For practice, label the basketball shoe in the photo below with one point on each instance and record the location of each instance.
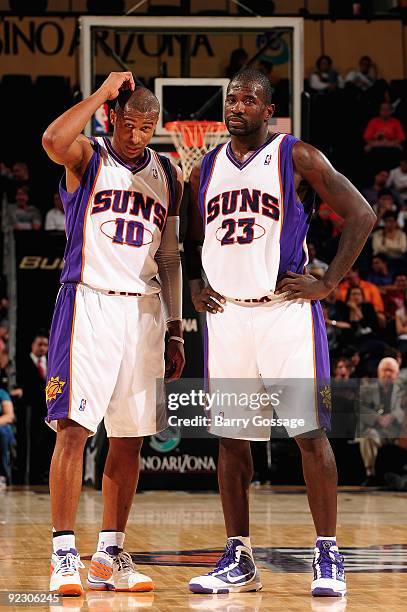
(107, 573)
(65, 578)
(235, 572)
(329, 573)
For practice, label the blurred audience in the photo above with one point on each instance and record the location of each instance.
(391, 240)
(55, 218)
(376, 190)
(7, 439)
(38, 439)
(365, 76)
(371, 293)
(384, 136)
(22, 214)
(324, 78)
(397, 178)
(381, 414)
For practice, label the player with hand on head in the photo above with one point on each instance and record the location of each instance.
(122, 272)
(251, 203)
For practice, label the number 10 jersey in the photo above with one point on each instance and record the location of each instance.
(115, 219)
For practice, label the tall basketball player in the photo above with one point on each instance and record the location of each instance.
(121, 202)
(250, 209)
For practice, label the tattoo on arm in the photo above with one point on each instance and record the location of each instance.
(344, 199)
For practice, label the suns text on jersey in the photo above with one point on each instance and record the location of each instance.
(242, 200)
(132, 202)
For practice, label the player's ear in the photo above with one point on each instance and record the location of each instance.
(270, 110)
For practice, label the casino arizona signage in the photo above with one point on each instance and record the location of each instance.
(54, 43)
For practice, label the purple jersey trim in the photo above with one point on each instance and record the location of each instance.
(170, 178)
(295, 215)
(59, 354)
(134, 168)
(241, 165)
(322, 368)
(207, 167)
(75, 207)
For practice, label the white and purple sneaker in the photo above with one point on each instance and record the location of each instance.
(329, 573)
(235, 572)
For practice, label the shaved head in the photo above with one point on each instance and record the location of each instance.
(250, 76)
(141, 99)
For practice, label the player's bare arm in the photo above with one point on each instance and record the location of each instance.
(170, 273)
(205, 299)
(63, 139)
(340, 195)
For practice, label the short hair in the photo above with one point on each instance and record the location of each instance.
(141, 99)
(251, 75)
(382, 257)
(41, 333)
(353, 289)
(321, 59)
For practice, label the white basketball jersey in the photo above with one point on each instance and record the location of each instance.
(114, 221)
(255, 226)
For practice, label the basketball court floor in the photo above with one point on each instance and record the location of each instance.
(174, 536)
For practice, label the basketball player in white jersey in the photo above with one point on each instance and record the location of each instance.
(122, 270)
(264, 320)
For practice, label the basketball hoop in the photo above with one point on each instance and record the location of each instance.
(193, 139)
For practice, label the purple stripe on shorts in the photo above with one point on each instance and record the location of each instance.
(59, 355)
(206, 358)
(323, 388)
(207, 166)
(295, 220)
(75, 206)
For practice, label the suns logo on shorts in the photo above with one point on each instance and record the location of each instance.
(326, 395)
(53, 388)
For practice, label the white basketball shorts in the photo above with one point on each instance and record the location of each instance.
(106, 360)
(267, 364)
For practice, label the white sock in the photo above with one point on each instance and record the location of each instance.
(331, 538)
(63, 543)
(111, 542)
(245, 540)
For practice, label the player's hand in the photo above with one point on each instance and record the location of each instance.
(208, 300)
(302, 286)
(115, 82)
(174, 360)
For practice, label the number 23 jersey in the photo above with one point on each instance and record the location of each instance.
(255, 226)
(115, 219)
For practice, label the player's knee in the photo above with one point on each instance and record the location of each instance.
(71, 435)
(316, 446)
(238, 454)
(128, 446)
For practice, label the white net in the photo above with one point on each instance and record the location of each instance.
(192, 139)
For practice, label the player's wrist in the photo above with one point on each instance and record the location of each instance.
(174, 328)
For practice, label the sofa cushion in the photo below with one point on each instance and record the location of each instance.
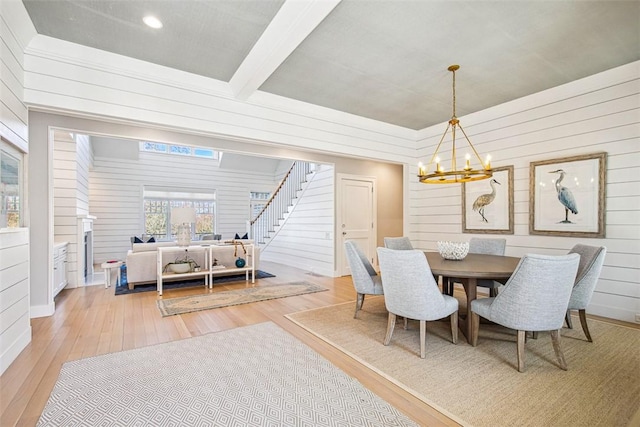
(145, 247)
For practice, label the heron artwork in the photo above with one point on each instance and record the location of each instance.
(483, 200)
(565, 197)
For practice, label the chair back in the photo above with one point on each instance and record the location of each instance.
(479, 245)
(591, 261)
(362, 272)
(536, 296)
(409, 287)
(398, 243)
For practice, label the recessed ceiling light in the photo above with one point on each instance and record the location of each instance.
(152, 21)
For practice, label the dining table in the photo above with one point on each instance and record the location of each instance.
(467, 271)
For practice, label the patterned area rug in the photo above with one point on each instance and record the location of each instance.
(481, 385)
(171, 306)
(256, 375)
(123, 289)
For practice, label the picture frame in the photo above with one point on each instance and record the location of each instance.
(487, 205)
(567, 196)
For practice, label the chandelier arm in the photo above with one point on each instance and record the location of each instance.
(473, 148)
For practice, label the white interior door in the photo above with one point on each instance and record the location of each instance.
(356, 217)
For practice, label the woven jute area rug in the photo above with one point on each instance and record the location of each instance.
(480, 385)
(256, 375)
(171, 306)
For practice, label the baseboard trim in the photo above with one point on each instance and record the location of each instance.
(11, 354)
(43, 310)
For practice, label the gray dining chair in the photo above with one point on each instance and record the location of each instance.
(481, 245)
(412, 292)
(591, 261)
(399, 243)
(365, 279)
(535, 298)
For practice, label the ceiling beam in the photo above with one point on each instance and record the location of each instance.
(295, 20)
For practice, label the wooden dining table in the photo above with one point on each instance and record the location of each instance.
(468, 270)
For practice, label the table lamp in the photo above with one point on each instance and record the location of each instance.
(183, 218)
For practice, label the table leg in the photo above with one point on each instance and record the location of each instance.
(470, 289)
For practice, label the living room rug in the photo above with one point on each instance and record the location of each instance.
(172, 306)
(148, 287)
(256, 375)
(481, 386)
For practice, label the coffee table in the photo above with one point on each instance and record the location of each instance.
(468, 271)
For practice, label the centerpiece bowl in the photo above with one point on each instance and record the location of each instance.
(453, 250)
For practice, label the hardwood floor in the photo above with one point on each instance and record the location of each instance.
(92, 320)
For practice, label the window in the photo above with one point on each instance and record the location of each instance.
(178, 150)
(157, 212)
(10, 186)
(257, 202)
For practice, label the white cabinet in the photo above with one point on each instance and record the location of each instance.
(59, 267)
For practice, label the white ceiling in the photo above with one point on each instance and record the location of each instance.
(381, 59)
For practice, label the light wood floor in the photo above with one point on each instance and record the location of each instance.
(92, 320)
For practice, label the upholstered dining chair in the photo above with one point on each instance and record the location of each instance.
(399, 243)
(480, 245)
(591, 260)
(365, 279)
(535, 298)
(411, 291)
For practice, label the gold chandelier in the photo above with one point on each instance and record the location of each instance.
(454, 175)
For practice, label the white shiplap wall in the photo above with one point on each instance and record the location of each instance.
(13, 40)
(304, 238)
(72, 159)
(595, 114)
(15, 326)
(116, 195)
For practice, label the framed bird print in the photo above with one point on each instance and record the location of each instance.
(487, 205)
(567, 196)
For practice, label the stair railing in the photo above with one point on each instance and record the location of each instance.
(279, 202)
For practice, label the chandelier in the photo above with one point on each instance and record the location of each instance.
(465, 174)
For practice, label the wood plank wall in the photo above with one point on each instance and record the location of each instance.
(15, 323)
(304, 239)
(598, 113)
(116, 195)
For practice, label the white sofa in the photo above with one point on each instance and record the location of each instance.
(142, 259)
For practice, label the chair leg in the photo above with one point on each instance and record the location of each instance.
(521, 337)
(391, 323)
(567, 319)
(359, 302)
(583, 322)
(475, 327)
(555, 338)
(423, 339)
(454, 327)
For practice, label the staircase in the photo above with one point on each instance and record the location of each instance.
(264, 227)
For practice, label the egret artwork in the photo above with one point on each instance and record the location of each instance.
(565, 197)
(485, 199)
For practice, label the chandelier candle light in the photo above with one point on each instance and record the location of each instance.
(183, 218)
(466, 174)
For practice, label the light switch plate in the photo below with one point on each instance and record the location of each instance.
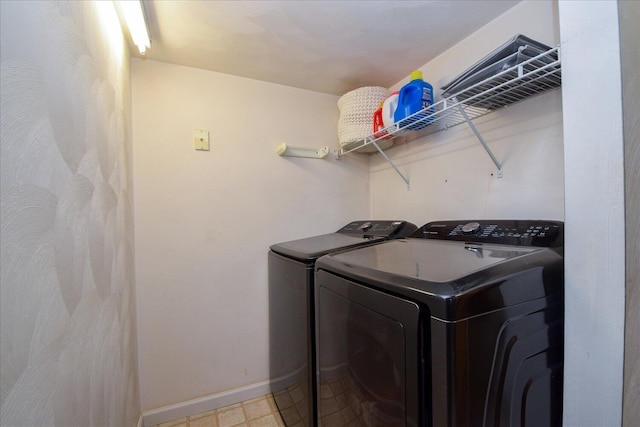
(201, 139)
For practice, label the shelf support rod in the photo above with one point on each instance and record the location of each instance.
(405, 179)
(482, 141)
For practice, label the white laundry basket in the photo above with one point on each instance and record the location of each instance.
(356, 116)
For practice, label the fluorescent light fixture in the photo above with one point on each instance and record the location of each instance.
(134, 17)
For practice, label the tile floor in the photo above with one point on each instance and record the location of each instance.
(258, 412)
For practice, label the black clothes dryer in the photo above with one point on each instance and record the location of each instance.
(291, 311)
(461, 324)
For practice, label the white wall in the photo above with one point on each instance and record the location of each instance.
(68, 348)
(451, 176)
(595, 234)
(205, 220)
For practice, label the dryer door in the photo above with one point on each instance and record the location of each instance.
(368, 355)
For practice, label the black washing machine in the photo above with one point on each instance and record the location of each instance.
(461, 324)
(291, 311)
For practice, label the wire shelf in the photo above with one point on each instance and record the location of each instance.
(530, 77)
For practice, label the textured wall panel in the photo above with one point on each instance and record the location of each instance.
(68, 338)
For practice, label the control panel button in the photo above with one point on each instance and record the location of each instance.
(471, 228)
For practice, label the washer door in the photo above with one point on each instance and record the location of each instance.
(368, 355)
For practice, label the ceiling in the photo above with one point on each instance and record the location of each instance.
(324, 46)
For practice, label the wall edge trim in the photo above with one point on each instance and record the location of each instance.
(204, 404)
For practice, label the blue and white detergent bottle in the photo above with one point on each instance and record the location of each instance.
(414, 96)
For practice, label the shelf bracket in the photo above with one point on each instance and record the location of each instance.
(311, 153)
(404, 178)
(482, 141)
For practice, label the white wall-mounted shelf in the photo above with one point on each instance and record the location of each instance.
(310, 153)
(529, 77)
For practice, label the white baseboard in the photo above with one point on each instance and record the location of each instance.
(204, 404)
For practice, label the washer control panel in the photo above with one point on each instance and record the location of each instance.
(507, 232)
(379, 228)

::::

● What needs to be done
From the line containing "For practice, label the washer control" down to the final line of the data, write out every line exactly; both the first and last of these belong in your answer, and nothing else does.

● Result of this exercise
For practice, label the washer control panel in the photo above with one point on each instance and record the location of each instance.
(507, 232)
(379, 228)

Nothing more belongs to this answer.